__Problems__
- 1) Answer these questions using only the forum post about Adobe Acrobat and Eclipse:
(a) Which page of the guide does the writer say they are referring to?
(b) What kind of document does the writer ultimately want to extract text from?
(c) Which Doc method does the writer say must be used through OLE JSObject in Java?
- 2) Reproduce the passage of the forum post about Adobe Acrobat and Eclipse from "Add reference to" up to and including "Java and Eclipse.", word for word.

__Extracted text__

Add reference to Adobe Acrobat Type Library in Eclipse Java Project
I know how to develop Windows Application in Visual Studio to to control Adobe Acrobat and PDF Documents using OLE Automation.
I am referring to page 21 in this guide:
https://www.adobe.com/content/dam/acom/en/devnet/acrobat/pdfs/iac_developer_guide.pdf
I have done that many times in the past and the result was 100% successful.
I need to do the same but using Java and Eclipse.
My ultimate objective is to be able to extract text from a flattened PDF which is an appraisal form. So the Form has Fields and Values in a flattened PDF, and it follows a strict and fixed layout.
So, I want to write a Windows Desktop Application that will open a flattened PDF, find the field caption, and jump to the field value, extract the text. I've done some research, and so far I realized that I have to use the Doc method "getPageNthWord()" using OLE JSObject in Java.

__Data block__
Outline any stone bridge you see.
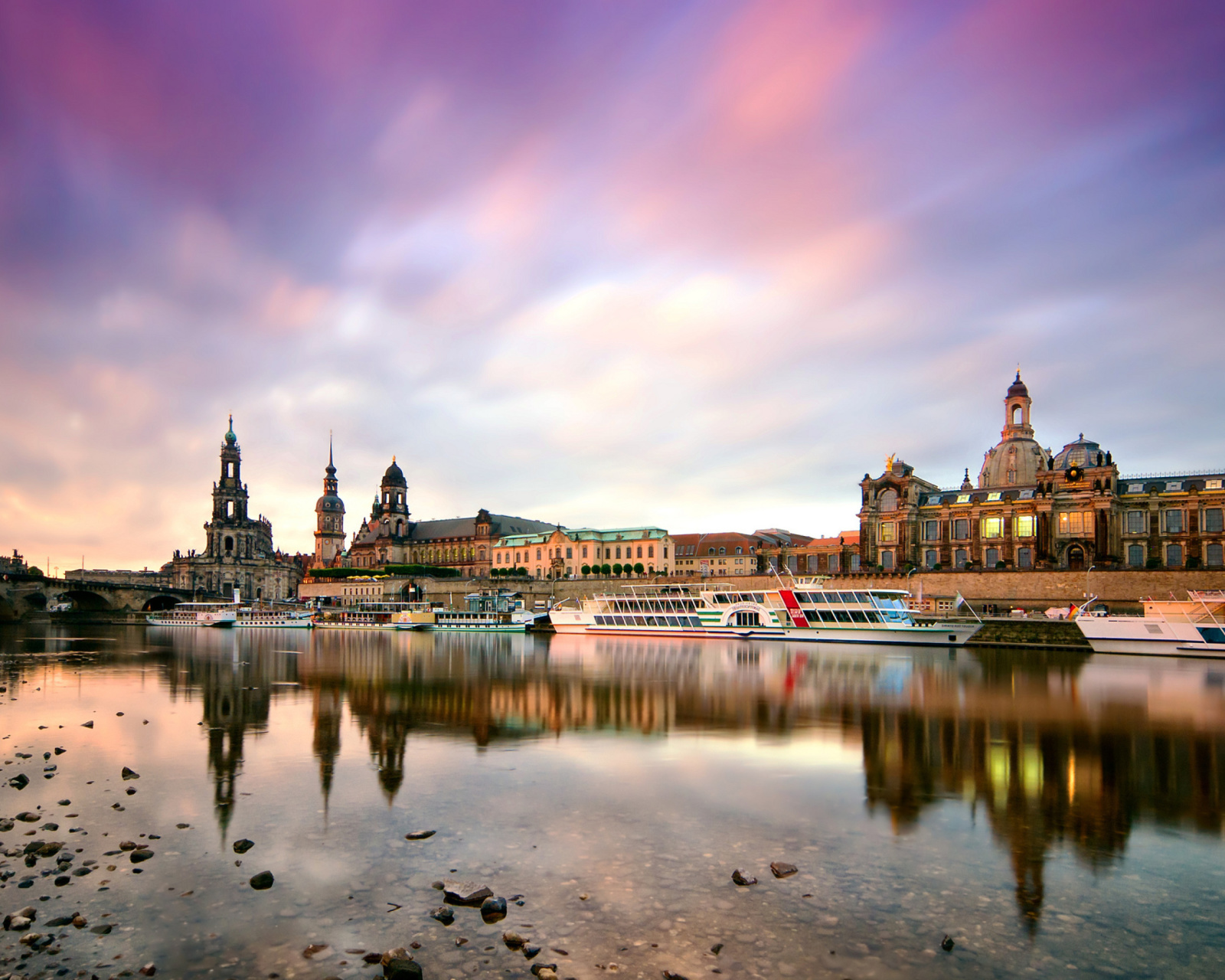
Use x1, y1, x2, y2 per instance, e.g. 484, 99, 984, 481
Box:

__Results by task__
- 1)
(a) Page 21.
(b) A flattened PDF that is an appraisal form.
(c) The "getPageNthWord()" method.

- 2)
Add reference to Adobe Acrobat Type Library in Eclipse Java Project
I know how to develop Windows Application in Visual Studio to to control Adobe Acrobat and PDF Documents using OLE Automation.
I am referring to page 21 in this guide:
https://www.adobe.com/content/dam/acom/en/devnet/acrobat/pdfs/iac_developer_guide.pdf
I have done that many times in the past and the result was 100% successful.
I need to do the same but using Java and Eclipse.